== Given passage

Patria Private Equity (PPET) gained 0.6% last month with net asset value closing at £1.18bn at 31 July with NAV per share of 795.4p up from 790.3p at 30 June. The 5.1p increase reflected currency gains with the euro rising 1% against sterling and the US dollar advancing 3.4% versus the pound. These were partly offset by the second interim dividend payment of 4.4p per share or £6.6m. The rise leaves the funds portfolio up 6.6% over one year although the shares, trading on a 31% discount to NAV, have returned -1%. PPET invested £21m in commitments to existing funds and received £11.1m in distributions from investments in July.
PPET fund manager Alan Gauld will join QuotedData’s James Carthew for an “Understanding Private Equity” discussion at 11am this morning. Steve Tredget from Oakley Capital and Andrew Carnwath from CT Private Equity are also taking part. Register here.
NB Private Equity (NBPE) reported a 2.2% investment return for last month with net asset value per share of $27.54 (£20.81) at 31 July after payment of the $0.47 per share dividend, a total return of 2.2%. On a constant currency basis private equity valuations roe 2.3% in the second quarter and 1.9% year to date. A further 35,000 shares were bought back at a cost of $700,000 at an average 27% discount.
Abrdn European Logistics Income (ASLI) will pay out a further £53.5m to shareholders in the third distribution from its wind-down next month. This will be made through the issuance and immediate redemption of ‘B’-shares on 17 September. The payment is equivalent to 13p per ordinary share and follows the completion of recent asset sales. Following earlier ‘B’-share distributions of 4p and 12p per share in March and this month, the company will have paid out a total of 29p per share or £119.5m.
Warehouse REIT (WHR) has moved back the date of its annual general meeting from 2 September to 30 September to give shareholders time to consider the recommended cash offer from Blackstone. It will be held at the London offices of its fund manager Tilstone Partners. Blackstone has received acceptances from 35.6% of shareholders.
CVC Income & Growth (CVCG), a £186m floating rate loan fund, returned 0.6% last month with net asset value per share at 194.8p on 31 July. Fund managers Pieter Staelens and Mitch Glynn said European leveraged loan markets had been resilient and they had been “fairly active” with trades including cross-currency opportunities to take advantage of pricing differences between dollar and euro loans from the same issuer. The weighted market average price of loans in the portfolio was 93 versus their 100 maturity price, trading at a sterling yield to maturity of 13.5%. The shares yield 7.4% and stand on a small premium of 0.5% over NAV.
Tetragon (TFG) says the net asset value of its $3.5bn hedge fund and alternative asset platform slipped 0.6% last month with fully diluted NAV per share of $38.41 at 31 July. At $17.80 shares in the 2.6% dividend yielder stand on a 58% discount.

====
== Extracted data

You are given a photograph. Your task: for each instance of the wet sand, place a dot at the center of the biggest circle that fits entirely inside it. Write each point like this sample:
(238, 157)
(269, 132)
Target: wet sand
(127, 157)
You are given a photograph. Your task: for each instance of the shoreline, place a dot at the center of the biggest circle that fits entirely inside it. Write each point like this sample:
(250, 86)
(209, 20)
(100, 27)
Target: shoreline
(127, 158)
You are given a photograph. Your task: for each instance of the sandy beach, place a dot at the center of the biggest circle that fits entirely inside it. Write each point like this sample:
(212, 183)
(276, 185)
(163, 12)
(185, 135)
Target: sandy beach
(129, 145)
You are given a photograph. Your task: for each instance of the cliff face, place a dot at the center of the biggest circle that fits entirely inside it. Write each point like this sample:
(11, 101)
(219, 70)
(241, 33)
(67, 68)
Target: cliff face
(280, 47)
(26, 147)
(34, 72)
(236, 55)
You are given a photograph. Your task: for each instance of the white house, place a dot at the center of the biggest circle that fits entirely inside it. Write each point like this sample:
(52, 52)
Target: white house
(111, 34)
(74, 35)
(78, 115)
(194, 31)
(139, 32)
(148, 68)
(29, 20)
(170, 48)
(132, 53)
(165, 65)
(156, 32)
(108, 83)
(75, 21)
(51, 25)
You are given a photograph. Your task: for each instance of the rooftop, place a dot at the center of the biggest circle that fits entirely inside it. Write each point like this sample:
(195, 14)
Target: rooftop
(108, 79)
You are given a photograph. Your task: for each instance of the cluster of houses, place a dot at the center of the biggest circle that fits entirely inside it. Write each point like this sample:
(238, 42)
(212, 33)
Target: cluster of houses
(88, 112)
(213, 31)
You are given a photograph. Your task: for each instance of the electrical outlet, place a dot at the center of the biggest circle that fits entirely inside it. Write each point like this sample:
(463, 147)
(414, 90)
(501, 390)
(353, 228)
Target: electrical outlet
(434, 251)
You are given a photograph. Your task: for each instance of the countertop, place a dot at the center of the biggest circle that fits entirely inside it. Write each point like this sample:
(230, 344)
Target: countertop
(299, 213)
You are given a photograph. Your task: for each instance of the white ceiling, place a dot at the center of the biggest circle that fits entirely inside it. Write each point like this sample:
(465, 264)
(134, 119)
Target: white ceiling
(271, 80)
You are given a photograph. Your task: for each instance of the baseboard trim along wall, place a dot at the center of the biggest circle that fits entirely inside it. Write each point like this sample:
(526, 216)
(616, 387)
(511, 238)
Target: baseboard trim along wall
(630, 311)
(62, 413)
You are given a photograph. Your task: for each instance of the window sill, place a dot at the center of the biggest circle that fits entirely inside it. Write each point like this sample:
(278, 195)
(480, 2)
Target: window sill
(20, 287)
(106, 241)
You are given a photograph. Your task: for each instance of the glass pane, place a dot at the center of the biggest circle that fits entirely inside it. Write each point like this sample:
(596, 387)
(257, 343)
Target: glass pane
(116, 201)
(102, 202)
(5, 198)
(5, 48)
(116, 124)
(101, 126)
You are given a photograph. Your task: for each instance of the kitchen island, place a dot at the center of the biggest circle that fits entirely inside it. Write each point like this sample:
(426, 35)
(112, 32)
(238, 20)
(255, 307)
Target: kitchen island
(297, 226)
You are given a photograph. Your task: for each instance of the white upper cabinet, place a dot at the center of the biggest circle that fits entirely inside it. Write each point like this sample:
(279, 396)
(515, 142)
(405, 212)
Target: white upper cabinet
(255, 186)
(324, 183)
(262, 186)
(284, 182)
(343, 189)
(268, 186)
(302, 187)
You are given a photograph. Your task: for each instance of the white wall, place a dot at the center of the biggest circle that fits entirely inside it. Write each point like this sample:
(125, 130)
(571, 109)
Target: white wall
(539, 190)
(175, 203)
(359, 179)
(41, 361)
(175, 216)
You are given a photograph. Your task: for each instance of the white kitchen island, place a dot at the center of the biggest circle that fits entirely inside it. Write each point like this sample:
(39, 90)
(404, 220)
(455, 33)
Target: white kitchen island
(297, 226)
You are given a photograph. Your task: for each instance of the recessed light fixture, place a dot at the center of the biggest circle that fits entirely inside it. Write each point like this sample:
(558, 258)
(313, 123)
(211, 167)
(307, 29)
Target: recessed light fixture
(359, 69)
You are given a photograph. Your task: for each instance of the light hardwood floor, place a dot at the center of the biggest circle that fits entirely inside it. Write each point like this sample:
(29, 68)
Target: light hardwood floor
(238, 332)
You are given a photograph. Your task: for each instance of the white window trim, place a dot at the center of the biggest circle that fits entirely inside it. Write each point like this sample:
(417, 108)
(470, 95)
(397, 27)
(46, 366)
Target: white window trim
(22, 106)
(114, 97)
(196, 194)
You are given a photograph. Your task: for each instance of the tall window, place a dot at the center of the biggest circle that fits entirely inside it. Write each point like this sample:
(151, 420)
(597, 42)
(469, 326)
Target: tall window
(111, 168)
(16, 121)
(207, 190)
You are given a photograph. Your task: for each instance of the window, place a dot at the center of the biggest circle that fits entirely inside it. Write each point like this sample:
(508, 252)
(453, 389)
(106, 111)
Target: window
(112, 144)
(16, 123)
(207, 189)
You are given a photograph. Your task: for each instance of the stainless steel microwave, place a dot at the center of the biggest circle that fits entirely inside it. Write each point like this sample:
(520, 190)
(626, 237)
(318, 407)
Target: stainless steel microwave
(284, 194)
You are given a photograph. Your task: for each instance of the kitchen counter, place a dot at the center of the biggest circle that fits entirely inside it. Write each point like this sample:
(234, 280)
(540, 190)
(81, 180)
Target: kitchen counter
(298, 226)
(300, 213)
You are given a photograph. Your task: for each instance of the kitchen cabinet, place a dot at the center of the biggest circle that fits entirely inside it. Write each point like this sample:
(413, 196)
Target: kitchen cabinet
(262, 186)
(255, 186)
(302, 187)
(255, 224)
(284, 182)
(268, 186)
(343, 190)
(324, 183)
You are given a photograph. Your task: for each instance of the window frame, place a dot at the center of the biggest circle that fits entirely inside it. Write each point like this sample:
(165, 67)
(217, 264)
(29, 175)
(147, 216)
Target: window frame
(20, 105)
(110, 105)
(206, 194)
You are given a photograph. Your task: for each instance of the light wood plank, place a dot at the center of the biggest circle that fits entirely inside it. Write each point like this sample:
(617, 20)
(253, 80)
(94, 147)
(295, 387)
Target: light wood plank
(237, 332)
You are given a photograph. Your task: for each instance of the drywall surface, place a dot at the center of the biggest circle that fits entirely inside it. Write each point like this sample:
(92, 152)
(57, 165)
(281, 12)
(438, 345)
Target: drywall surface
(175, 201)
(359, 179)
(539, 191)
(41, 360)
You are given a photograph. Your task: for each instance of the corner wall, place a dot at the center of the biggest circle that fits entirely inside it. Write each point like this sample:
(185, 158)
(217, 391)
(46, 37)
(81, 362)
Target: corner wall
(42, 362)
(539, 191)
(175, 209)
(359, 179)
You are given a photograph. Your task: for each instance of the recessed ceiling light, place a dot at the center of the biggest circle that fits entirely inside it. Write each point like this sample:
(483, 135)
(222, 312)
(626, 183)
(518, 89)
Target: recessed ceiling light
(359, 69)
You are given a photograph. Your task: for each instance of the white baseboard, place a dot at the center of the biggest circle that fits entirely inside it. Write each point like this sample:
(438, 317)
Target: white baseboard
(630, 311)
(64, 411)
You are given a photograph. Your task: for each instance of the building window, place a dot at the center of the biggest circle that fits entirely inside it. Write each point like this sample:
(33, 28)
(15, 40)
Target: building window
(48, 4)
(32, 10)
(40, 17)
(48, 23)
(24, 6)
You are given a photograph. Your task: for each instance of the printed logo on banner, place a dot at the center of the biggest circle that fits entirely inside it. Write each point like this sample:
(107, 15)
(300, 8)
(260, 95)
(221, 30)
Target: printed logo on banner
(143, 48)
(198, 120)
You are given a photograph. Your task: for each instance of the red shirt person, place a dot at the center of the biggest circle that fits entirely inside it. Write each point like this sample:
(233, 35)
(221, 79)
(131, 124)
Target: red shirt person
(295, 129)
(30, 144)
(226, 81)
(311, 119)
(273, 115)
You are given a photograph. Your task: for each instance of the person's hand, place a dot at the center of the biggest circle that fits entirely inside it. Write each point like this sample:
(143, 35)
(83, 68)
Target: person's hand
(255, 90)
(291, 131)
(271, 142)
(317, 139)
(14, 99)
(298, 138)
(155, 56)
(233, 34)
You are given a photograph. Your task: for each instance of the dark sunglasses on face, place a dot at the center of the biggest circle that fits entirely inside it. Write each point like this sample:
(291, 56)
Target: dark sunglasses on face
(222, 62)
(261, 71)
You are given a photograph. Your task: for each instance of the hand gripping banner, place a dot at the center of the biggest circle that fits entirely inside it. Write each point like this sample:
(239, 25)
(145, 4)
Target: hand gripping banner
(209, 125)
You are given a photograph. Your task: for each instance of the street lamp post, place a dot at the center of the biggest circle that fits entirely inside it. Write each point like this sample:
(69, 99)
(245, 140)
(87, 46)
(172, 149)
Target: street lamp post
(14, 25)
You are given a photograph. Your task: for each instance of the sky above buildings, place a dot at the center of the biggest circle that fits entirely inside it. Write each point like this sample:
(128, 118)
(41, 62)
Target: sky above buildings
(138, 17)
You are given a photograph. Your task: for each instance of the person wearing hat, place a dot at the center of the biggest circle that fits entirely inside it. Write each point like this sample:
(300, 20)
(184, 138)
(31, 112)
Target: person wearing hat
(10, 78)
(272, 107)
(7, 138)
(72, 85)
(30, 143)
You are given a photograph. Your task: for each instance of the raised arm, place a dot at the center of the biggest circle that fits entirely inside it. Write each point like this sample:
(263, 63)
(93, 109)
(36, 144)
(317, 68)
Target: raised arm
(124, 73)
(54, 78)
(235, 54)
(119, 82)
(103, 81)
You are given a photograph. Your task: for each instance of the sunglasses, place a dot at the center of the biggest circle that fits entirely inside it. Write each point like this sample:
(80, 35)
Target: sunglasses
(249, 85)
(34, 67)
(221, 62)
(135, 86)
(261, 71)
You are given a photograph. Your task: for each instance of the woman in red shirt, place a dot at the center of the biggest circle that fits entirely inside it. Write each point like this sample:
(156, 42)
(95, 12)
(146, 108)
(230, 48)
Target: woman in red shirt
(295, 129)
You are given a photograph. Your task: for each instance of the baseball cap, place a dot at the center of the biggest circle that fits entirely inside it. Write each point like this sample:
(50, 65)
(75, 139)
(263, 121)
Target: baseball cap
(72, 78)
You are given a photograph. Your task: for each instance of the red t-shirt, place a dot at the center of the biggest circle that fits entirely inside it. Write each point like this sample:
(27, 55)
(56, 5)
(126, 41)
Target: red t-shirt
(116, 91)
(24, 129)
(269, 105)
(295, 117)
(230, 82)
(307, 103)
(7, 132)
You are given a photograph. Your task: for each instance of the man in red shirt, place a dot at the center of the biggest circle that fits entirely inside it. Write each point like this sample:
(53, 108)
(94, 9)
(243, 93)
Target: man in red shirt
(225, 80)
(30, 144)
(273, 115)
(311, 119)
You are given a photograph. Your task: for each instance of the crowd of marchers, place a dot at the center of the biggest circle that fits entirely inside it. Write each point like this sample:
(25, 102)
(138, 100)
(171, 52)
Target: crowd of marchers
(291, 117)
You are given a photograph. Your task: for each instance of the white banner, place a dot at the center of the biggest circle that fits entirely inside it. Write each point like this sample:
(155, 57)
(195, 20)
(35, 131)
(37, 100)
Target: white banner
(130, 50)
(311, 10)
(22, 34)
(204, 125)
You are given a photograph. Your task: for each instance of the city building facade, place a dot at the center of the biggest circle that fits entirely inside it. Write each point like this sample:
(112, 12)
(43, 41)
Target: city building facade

====

- [Work required]: In the investment trust news roundup, on what date will Abrdn European Logistics Income issue and immediately redeem its 'B'-shares?

- [Exercise solution]: 17 September.